*Task set:*
[1] From the article on celebrities promoting the Affordable Care Act, return word for word the part that opens with the words containing "All of the state-based" and closes with "obtain health coverage.".
[2] Return each line of the records that contains the word "cluster", copied unchanged.

*Page text:*
......

Obamacare in Hollywood: Celebrities Endorse the ACA
California is where I call home. Now you can #GetCovered if you’re a resident. So hurry!
— Adam Levine (@adamlevine) December 12, 2013
Get ready to say “Lights, camera, Obamacare.” The Tell A Friend — Get Covered campaign has enlisted celebrities to endorse and promote the Affordable Care Act. Efforts kicked off on Thursday, featuring tweets from Adam Levine, Fran Drescher, and T.I. using the #GetCovered hashtag.
All of the state-based exchanges are working with Tell A Friend — Get Covered, but Covered California is leading the way, along with Enroll America. In addition to celebrities, the campaign says athletes, social media creators, and musicians will also participate in explaining how to obtain health coverage.
The group has an eight-hour event planned for January 16, which will be streamed live. It plans to “feature a number of celebrities, experts and individuals who can share their personal stories to promote healthy living and lifestyle choices so they can share their stories and encourage others to get covered,” according to a press release.
Tell A Friend — Get Covered will operate through March. Two videos have already been uploaded to the organization’s website, including a rap parody by Alphacat, who does impersonations of President Barack Obama. In the video, “President Obama” does a health care version of “Drop It Like It’s Hot.”

......

*Material:*
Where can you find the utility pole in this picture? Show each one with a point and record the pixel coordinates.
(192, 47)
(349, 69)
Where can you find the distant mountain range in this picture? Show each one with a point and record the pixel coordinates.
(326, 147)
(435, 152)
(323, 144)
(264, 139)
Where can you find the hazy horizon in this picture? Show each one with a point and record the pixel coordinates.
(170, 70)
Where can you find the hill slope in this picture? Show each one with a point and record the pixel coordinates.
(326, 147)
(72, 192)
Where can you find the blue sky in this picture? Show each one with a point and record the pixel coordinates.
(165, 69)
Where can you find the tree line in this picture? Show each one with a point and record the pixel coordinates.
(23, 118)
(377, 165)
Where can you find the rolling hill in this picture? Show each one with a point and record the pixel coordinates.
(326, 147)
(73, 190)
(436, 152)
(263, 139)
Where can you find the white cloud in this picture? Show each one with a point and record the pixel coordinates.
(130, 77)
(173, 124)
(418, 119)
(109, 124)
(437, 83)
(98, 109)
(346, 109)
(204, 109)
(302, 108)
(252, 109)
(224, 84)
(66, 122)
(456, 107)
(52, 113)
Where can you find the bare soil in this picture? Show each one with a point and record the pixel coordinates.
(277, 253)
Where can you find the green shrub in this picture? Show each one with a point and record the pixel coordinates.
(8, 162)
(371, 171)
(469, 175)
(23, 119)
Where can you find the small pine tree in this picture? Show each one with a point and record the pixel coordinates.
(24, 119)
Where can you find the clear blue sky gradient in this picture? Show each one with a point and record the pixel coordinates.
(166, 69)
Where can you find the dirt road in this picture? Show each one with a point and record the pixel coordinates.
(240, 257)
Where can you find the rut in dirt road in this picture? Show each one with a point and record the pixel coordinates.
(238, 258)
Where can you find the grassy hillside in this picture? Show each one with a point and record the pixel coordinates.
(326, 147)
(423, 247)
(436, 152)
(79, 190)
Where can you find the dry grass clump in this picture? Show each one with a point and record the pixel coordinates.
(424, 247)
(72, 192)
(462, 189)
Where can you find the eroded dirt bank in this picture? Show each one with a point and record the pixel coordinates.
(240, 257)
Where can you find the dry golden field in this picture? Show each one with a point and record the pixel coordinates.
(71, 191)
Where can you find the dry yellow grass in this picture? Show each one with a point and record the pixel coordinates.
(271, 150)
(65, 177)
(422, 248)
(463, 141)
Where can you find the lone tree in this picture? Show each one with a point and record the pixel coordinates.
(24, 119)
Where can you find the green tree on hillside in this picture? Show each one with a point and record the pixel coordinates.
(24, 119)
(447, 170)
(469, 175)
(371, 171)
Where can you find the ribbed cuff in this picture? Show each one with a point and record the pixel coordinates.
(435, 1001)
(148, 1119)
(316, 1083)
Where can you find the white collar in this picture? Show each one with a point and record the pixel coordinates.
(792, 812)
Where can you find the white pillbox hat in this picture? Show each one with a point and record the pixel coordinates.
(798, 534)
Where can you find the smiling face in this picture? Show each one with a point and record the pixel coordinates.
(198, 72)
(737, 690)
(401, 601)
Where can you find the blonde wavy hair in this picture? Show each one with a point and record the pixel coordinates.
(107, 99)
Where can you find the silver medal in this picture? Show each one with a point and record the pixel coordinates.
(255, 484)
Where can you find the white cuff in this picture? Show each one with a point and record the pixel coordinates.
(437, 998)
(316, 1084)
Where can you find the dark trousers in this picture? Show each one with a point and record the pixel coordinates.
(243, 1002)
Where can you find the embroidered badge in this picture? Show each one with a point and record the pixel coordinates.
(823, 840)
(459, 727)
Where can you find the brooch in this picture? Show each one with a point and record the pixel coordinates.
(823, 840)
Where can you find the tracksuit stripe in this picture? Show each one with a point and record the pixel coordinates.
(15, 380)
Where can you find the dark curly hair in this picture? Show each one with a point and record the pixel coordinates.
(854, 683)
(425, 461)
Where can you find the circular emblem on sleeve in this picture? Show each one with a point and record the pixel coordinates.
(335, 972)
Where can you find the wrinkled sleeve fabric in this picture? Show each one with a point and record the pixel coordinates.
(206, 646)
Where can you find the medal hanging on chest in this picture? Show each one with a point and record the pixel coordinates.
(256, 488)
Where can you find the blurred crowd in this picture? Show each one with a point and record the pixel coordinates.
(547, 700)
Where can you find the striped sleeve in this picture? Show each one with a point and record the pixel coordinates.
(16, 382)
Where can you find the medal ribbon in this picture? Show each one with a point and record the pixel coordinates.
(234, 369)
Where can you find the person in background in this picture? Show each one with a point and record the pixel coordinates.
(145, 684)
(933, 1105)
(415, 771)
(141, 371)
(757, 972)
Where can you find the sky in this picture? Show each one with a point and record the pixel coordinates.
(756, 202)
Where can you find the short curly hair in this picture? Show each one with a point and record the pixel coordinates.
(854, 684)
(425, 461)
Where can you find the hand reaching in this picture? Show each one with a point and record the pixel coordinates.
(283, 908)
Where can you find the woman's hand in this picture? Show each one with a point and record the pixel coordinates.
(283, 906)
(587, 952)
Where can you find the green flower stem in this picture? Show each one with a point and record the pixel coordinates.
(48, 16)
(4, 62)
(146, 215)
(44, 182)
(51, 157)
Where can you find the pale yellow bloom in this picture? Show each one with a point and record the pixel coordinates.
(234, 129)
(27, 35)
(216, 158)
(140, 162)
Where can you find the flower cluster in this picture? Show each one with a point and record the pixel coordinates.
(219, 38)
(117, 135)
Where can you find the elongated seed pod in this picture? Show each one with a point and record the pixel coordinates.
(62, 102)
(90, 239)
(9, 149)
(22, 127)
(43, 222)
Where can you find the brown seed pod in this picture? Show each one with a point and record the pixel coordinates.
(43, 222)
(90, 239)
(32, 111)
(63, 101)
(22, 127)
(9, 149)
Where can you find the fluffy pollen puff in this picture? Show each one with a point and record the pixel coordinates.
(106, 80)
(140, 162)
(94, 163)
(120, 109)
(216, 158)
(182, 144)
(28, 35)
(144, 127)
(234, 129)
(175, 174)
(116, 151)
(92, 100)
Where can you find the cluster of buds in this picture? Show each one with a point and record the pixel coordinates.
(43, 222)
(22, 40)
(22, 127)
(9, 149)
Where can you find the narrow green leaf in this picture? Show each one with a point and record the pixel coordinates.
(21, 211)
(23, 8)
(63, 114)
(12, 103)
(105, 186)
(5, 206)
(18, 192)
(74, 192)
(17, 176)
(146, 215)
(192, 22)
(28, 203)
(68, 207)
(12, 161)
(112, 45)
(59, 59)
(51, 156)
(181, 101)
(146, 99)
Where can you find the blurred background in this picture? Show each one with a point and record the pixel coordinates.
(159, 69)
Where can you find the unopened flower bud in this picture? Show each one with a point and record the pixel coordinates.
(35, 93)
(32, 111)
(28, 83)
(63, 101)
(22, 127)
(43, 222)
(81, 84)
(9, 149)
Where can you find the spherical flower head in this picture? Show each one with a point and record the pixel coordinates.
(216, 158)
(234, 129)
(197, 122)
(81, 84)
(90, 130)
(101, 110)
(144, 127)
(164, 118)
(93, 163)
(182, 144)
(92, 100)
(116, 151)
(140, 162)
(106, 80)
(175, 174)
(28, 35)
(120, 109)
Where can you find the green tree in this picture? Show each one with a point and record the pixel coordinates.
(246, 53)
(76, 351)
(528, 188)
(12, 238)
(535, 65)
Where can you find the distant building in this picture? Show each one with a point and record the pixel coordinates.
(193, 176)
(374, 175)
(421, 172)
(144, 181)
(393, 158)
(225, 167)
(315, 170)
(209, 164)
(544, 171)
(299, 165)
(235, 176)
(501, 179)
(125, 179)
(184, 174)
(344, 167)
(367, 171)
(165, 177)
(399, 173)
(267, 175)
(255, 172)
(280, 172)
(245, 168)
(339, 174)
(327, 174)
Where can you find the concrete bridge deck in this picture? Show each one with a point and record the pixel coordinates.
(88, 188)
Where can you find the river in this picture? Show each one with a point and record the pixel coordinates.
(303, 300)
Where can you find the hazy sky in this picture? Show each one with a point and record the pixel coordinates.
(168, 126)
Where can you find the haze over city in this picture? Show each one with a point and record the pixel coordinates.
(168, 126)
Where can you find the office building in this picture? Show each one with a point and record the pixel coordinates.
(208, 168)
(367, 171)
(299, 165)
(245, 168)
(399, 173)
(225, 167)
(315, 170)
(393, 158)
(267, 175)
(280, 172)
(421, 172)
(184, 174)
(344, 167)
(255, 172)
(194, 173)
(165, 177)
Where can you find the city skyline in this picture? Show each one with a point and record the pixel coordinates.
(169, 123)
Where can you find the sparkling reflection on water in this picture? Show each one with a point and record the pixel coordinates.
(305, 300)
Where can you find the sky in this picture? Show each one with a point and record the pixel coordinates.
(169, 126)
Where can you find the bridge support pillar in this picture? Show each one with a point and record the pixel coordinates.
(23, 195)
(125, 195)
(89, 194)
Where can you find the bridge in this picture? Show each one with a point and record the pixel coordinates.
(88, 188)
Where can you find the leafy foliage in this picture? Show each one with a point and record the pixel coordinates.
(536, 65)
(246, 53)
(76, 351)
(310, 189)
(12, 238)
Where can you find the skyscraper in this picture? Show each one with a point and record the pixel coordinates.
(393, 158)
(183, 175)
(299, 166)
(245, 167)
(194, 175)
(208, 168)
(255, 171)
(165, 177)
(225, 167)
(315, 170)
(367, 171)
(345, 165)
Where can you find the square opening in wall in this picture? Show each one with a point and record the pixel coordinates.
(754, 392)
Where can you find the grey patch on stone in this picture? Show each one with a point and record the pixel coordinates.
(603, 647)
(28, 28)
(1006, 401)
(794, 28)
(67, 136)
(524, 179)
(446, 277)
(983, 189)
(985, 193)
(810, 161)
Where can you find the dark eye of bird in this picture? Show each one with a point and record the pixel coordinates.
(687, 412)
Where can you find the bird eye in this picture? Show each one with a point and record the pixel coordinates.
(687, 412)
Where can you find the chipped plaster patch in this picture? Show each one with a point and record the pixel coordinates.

......

*The replies:*
[1]
All of the state-based exchanges are working with Tell A Friend — Get Covered, but Covered California is leading the way, along with Enroll America. In addition to celebrities, the campaign says athletes, social media creators, and musicians will also participate in explaining how to obtain health coverage.

[2]
Where can you find the flower cluster in this picture? Show each one with a point and record the pixel coordinates.
Where can you find the cluster of buds in this picture? Show each one with a point and record the pixel coordinates.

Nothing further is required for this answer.